__Spatial localization data__.
- - - - - - -

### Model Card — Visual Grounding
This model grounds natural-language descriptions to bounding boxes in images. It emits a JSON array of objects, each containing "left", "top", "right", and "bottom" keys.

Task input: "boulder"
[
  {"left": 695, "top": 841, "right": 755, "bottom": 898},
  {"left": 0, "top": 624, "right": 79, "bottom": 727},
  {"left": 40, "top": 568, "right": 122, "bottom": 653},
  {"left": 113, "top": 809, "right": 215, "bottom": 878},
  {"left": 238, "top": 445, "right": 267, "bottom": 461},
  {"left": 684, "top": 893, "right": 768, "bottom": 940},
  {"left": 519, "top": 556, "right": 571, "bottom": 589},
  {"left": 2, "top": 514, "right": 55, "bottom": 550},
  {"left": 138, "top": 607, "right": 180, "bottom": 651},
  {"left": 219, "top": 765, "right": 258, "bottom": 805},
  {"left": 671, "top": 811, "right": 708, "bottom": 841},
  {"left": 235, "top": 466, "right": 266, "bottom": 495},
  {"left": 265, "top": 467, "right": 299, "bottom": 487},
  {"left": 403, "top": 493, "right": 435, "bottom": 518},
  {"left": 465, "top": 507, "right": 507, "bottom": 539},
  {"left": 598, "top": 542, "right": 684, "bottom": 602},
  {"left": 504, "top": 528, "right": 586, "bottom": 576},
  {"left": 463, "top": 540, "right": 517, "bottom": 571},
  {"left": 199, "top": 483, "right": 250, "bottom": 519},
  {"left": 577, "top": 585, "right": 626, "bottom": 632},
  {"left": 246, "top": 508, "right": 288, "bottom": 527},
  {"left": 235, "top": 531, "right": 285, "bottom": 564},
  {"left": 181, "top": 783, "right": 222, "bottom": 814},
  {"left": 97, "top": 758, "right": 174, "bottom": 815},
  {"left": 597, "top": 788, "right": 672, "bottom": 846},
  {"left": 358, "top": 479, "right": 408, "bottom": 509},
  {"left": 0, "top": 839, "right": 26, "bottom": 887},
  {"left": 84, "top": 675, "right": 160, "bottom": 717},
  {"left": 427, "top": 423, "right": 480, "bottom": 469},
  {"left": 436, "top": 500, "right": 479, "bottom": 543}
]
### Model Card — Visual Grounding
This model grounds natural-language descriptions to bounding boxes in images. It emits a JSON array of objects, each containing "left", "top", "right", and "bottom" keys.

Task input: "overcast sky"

- - - - - - -

__REQUIREMENT__. Reproduce the records in full, exactly as written.

__OUTPUT__.
### Model Card — Visual Grounding
This model grounds natural-language descriptions to bounding boxes in images. It emits a JSON array of objects, each containing "left", "top", "right", and "bottom" keys.

Task input: "boulder"
[
  {"left": 695, "top": 841, "right": 755, "bottom": 898},
  {"left": 0, "top": 624, "right": 79, "bottom": 727},
  {"left": 40, "top": 568, "right": 122, "bottom": 653},
  {"left": 113, "top": 809, "right": 215, "bottom": 878},
  {"left": 238, "top": 445, "right": 267, "bottom": 461},
  {"left": 684, "top": 893, "right": 768, "bottom": 940},
  {"left": 519, "top": 556, "right": 571, "bottom": 589},
  {"left": 2, "top": 514, "right": 55, "bottom": 550},
  {"left": 138, "top": 607, "right": 180, "bottom": 651},
  {"left": 219, "top": 765, "right": 258, "bottom": 805},
  {"left": 671, "top": 811, "right": 708, "bottom": 841},
  {"left": 235, "top": 466, "right": 266, "bottom": 495},
  {"left": 265, "top": 467, "right": 299, "bottom": 487},
  {"left": 403, "top": 493, "right": 435, "bottom": 518},
  {"left": 465, "top": 507, "right": 507, "bottom": 539},
  {"left": 598, "top": 542, "right": 684, "bottom": 602},
  {"left": 504, "top": 528, "right": 586, "bottom": 576},
  {"left": 463, "top": 540, "right": 517, "bottom": 571},
  {"left": 199, "top": 483, "right": 250, "bottom": 519},
  {"left": 577, "top": 585, "right": 626, "bottom": 632},
  {"left": 246, "top": 508, "right": 288, "bottom": 527},
  {"left": 235, "top": 531, "right": 285, "bottom": 564},
  {"left": 181, "top": 783, "right": 222, "bottom": 814},
  {"left": 97, "top": 758, "right": 174, "bottom": 815},
  {"left": 597, "top": 788, "right": 672, "bottom": 846},
  {"left": 358, "top": 479, "right": 408, "bottom": 509},
  {"left": 0, "top": 839, "right": 26, "bottom": 887},
  {"left": 84, "top": 675, "right": 160, "bottom": 717},
  {"left": 427, "top": 423, "right": 480, "bottom": 469},
  {"left": 436, "top": 500, "right": 479, "bottom": 543}
]
### Model Card — Visual Grounding
This model grounds natural-language descriptions to bounding boxes in images. It emits a JSON array of objects, each containing "left", "top", "right", and "bottom" keys.

Task input: "overcast sky"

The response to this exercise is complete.